=== TEXTAUSZUG ===
● ● ● ●

Oberliga

Ein Training in drei Wochen reicht für Curslack - und zwei Kunstschüsse: „Ich wusste gar nicht, dass er auch Freistöße schießen kann!"

04. Dezember 2022, 00:10 Uhr

Eine Mischung aus "Es tut mir leid" und "Es ist doch eigentlich ganz einfach": Michel Netzbandt zelebriert seinen zweiten Freistoßtreffer. Foto: noveski.com

Soeben hatte er den spielentscheidenden Treffer zum 5:4 für seinen SC Wentorf II an alter und langjähriger Wirkungsstätte gegen die „Zweite“ des SVCN erzielt, da schritt Marco Theetz zur Eckfahne und machte sich zur Ausführung eines ruhenden Balles bereit, als er Torsten Henke entdeckte. „Wenn du im Winter noch Bedarf hast, melde dich!“, scherzte das Curslack-Idol in Richtung der SVCN-Ikone. Nicht nur Henke huschte ein verschmitztes Grinsen übers Gesicht. Und auch mit seinen 41 Jahren würde der Edel-Techniker den tief abgestürzten „Deichkickern“ noch gut zu Gesicht stehen - zumindest als Typ.

● ● ● ●

=== DATENSÄTZE ===
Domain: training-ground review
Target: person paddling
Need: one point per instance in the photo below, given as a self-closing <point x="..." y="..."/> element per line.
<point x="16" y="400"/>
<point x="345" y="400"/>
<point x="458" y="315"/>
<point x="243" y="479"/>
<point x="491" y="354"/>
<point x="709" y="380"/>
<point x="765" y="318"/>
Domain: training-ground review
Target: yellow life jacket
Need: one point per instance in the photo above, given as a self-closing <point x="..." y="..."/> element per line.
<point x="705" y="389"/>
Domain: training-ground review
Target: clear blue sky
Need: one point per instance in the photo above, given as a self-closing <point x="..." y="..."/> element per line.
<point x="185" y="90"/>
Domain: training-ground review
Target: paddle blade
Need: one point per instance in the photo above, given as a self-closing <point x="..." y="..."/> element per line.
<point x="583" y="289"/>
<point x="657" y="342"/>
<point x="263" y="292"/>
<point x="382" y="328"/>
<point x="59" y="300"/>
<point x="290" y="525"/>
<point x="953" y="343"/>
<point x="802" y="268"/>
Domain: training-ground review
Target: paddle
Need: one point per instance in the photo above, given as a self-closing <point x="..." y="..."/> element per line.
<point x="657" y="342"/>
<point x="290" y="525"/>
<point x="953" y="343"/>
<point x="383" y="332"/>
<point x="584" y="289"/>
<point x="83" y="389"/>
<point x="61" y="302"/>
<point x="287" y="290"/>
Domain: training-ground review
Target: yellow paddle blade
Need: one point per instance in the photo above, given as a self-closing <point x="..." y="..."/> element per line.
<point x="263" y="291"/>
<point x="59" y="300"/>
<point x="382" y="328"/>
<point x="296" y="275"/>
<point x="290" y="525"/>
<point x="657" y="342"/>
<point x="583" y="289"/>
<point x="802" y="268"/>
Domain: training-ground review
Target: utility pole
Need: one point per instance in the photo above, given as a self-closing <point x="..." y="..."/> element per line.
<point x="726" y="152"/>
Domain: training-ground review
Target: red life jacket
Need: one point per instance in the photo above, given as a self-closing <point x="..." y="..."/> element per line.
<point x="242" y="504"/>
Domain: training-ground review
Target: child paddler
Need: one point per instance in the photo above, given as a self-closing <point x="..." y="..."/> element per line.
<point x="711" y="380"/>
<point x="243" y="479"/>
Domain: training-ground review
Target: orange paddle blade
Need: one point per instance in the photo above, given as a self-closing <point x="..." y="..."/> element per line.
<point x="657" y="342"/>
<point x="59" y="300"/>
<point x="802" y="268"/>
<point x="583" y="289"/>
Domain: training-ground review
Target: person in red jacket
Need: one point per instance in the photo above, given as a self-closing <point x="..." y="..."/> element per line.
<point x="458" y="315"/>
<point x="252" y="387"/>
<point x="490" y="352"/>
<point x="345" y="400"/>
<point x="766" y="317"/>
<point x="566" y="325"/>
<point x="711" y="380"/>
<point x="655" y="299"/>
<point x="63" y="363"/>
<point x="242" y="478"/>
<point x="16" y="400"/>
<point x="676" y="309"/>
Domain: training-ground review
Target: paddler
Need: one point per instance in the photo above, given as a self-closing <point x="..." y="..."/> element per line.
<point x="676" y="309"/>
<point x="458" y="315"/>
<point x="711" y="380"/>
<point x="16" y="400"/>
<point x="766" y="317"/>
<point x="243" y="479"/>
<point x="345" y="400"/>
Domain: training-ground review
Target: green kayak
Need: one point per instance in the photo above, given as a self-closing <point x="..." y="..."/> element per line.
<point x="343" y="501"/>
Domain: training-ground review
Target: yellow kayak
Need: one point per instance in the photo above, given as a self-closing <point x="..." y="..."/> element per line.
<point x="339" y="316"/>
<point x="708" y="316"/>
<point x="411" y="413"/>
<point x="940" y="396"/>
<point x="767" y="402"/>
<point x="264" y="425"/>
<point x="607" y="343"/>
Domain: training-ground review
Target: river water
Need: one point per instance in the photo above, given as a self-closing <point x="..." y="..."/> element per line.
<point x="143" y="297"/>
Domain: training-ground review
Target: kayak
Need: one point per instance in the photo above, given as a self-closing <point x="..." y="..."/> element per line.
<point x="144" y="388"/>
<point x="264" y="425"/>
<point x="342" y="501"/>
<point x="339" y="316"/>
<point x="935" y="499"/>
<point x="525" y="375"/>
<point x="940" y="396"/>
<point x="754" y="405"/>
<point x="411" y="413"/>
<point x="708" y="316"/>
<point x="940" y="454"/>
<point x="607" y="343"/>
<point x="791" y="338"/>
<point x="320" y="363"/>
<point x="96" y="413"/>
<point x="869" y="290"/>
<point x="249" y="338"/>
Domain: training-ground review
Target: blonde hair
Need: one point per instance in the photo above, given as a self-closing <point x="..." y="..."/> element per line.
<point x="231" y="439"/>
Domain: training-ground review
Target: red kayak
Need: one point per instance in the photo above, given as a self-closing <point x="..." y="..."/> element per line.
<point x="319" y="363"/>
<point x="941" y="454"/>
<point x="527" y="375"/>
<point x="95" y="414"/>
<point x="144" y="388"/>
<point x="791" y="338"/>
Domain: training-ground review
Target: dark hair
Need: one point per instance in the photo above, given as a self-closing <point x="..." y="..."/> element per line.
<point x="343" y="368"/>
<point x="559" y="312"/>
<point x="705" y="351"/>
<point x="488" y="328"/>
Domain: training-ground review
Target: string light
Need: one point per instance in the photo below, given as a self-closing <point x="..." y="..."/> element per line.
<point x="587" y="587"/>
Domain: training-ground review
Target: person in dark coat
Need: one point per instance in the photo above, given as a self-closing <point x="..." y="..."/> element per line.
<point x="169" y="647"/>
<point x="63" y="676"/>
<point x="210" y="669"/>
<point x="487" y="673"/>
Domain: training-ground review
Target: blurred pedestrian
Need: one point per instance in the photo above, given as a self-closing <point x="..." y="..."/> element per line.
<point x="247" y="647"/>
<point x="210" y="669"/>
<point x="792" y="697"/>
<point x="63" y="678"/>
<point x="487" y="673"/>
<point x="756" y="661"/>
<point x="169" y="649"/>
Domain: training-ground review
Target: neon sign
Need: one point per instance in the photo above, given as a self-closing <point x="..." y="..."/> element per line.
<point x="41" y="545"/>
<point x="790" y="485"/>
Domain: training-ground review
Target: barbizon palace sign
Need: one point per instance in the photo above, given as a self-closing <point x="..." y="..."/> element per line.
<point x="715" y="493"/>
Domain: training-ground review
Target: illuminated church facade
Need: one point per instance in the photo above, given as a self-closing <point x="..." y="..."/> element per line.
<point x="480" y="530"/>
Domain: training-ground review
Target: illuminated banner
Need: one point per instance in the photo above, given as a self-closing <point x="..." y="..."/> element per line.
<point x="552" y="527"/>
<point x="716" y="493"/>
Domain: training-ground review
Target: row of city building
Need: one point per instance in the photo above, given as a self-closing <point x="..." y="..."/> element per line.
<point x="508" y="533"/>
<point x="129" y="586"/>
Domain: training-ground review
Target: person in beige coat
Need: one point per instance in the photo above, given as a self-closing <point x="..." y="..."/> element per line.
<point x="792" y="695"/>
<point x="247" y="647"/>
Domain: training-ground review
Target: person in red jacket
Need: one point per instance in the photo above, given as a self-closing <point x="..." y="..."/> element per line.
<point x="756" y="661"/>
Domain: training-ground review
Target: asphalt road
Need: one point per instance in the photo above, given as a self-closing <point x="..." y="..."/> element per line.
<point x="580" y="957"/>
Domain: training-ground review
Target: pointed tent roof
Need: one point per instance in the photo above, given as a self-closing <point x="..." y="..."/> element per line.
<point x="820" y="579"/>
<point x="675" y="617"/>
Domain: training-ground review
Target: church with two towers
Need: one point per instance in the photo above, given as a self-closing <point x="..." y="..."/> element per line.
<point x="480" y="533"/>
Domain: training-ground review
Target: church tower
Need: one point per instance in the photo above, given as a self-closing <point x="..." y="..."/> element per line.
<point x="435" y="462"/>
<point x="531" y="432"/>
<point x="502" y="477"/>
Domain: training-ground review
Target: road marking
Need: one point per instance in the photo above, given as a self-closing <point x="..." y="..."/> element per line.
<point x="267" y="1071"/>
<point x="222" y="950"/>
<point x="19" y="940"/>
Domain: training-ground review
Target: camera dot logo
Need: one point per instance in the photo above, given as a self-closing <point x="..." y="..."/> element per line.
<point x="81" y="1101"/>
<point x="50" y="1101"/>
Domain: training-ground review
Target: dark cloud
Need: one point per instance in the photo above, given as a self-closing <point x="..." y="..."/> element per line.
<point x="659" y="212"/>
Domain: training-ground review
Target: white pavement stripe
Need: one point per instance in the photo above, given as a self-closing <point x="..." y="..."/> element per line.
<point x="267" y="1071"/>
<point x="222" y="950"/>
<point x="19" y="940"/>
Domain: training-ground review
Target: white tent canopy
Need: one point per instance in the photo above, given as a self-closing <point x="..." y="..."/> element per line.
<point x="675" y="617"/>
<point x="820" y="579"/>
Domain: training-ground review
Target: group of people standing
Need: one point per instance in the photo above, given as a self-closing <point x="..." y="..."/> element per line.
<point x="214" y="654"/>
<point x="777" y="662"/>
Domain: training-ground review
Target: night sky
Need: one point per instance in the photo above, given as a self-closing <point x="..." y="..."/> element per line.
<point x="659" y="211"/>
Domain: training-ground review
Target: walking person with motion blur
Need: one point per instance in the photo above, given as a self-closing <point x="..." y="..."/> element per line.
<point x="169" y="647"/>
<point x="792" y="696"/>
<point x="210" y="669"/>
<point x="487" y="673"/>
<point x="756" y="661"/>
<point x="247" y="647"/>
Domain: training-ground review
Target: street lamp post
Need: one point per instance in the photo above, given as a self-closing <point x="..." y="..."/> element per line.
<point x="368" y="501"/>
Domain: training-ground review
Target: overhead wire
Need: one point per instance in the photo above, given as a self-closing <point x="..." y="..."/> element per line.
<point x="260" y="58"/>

● ● ● ●

=== AUFGABEN ===
**a.** Schreibe aus dem Textauszug über Curslack den Abschnitt wörtlich ab, der mit den Worten „Eine Mischung aus“ beginnt und mit „zumindest als Typ.“ endet.
**b.** Nenne alle Personen, die im Textauszug mit Vor- und Nachnamen vorkommen.

=== LÖSUNGEN ===
**a.**
Eine Mischung aus "Es tut mir leid" und "Es ist doch eigentlich ganz einfach": Michel Netzbandt zelebriert seinen zweiten Freistoßtreffer. Foto: noveski.com

Soeben hatte er den spielentscheidenden Treffer zum 5:4 für seinen SC Wentorf II an alter und langjähriger Wirkungsstätte gegen die „Zweite“ des SVCN erzielt, da schritt Marco Theetz zur Eckfahne und machte sich zur Ausführung eines ruhenden Balles bereit, als er Torsten Henke entdeckte. „Wenn du im Winter noch Bedarf hast, melde dich!“, scherzte das Curslack-Idol in Richtung der SVCN-Ikone. Nicht nur Henke huschte ein verschmitztes Grinsen übers Gesicht. Und auch mit seinen 41 Jahren würde der Edel-Techniker den tief abgestürzten „Deichkickern“ noch gut zu Gesicht stehen - zumindest als Typ.

**b.** Michel Netzbandt, Marco Theetz, Torsten Henke